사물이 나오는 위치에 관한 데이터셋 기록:
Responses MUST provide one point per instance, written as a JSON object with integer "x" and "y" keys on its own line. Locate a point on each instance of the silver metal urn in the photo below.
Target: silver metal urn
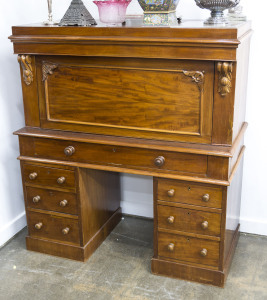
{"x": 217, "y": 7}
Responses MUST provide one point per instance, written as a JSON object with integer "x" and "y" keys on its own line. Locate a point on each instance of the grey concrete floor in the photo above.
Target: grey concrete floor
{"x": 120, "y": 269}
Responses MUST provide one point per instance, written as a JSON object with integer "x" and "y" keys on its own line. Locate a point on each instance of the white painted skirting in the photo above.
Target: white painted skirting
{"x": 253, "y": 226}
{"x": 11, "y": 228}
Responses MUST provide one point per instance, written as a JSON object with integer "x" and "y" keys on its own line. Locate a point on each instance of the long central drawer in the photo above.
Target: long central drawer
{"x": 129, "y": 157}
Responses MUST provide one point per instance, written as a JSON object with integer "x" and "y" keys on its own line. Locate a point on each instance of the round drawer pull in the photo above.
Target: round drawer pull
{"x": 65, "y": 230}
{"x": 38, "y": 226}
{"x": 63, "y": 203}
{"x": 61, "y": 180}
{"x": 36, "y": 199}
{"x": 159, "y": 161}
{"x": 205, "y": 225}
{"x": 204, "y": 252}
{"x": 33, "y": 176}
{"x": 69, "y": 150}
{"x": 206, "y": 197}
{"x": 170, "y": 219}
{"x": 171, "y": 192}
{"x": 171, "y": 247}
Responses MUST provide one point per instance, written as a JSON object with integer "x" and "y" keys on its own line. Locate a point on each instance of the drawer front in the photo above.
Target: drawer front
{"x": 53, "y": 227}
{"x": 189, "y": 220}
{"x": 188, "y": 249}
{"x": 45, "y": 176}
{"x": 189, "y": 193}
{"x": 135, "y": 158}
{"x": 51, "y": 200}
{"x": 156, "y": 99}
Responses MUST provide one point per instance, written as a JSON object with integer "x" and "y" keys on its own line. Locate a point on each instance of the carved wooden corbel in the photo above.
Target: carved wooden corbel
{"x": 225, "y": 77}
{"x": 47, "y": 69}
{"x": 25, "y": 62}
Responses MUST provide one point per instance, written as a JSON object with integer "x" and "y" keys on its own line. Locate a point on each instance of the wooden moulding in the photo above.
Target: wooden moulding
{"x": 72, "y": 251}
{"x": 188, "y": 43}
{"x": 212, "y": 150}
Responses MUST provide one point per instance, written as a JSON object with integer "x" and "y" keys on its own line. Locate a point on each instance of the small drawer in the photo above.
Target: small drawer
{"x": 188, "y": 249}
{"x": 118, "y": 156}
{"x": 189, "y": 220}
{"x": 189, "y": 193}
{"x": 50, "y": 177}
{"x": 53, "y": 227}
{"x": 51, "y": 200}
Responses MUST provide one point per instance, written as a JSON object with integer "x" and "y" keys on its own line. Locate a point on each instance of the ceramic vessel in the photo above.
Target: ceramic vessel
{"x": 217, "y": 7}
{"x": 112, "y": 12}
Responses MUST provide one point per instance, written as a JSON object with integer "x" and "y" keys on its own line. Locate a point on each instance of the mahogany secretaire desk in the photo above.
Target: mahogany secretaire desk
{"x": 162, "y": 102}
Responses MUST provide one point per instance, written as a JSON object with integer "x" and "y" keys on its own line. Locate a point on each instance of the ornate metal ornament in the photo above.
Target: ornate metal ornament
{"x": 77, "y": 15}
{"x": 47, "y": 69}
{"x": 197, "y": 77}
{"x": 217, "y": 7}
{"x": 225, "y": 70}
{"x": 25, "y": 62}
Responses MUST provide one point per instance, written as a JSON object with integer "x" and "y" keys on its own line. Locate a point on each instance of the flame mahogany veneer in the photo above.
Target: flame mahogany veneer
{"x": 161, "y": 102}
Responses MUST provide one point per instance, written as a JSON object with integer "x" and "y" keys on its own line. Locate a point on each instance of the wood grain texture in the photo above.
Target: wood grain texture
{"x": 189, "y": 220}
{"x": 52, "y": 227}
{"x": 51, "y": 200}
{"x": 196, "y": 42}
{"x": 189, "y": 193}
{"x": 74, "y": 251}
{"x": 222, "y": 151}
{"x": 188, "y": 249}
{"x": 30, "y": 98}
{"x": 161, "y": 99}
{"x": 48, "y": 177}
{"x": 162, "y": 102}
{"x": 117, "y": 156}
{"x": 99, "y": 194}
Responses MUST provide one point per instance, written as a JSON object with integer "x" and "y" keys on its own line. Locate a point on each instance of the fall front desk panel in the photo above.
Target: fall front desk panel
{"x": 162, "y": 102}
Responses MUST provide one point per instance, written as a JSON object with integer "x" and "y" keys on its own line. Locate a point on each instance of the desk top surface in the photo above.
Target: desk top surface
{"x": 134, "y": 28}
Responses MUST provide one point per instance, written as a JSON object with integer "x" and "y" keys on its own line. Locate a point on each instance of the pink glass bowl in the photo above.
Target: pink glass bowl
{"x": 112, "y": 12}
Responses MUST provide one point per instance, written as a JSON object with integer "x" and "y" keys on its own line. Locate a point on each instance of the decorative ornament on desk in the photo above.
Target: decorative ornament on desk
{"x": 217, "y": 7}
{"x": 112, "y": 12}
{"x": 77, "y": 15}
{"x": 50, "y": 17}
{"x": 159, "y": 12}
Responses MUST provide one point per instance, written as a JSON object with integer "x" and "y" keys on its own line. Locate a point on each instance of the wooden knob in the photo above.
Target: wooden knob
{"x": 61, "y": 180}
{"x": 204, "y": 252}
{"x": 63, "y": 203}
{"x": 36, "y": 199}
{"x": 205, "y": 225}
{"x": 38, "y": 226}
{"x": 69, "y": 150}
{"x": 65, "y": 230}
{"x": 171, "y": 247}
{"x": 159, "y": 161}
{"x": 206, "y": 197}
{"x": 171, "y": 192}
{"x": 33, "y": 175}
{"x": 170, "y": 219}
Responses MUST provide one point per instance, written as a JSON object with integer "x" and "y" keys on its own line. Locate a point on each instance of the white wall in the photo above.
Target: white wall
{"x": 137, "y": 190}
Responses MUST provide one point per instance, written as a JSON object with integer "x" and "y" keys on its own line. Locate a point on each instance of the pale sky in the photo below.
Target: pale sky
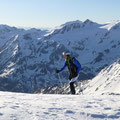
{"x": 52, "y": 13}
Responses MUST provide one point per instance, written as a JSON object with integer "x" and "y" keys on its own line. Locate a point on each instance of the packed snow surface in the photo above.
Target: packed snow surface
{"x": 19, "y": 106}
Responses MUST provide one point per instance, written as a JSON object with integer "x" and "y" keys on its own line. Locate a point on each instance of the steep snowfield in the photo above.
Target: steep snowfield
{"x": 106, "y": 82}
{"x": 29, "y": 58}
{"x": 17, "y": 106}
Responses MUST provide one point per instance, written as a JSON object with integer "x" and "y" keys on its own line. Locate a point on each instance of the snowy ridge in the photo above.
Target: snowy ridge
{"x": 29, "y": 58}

문제. "ridge in the photo above."이 들어 있는 줄부터 기록 끝까지를 열 이름이 입력, 정답인 두 열짜리 CSV로 바꿔 써 주세요. 기록 하나당 한 행으로 만들고, 글과 답을 각각 따옴표로 감싼 한 칸에 넣되 줄바꿈은 공백으로 바꿔 주세요.

최종 답.
입력,정답
"Responses MUST provide one point per instance, written as a JSON object with integer ""x"" and ""y"" keys on its own line. Locate a point on each instance of the snowy ridge in the photo above. Target: snowy ridge","{""x"": 29, ""y"": 58}"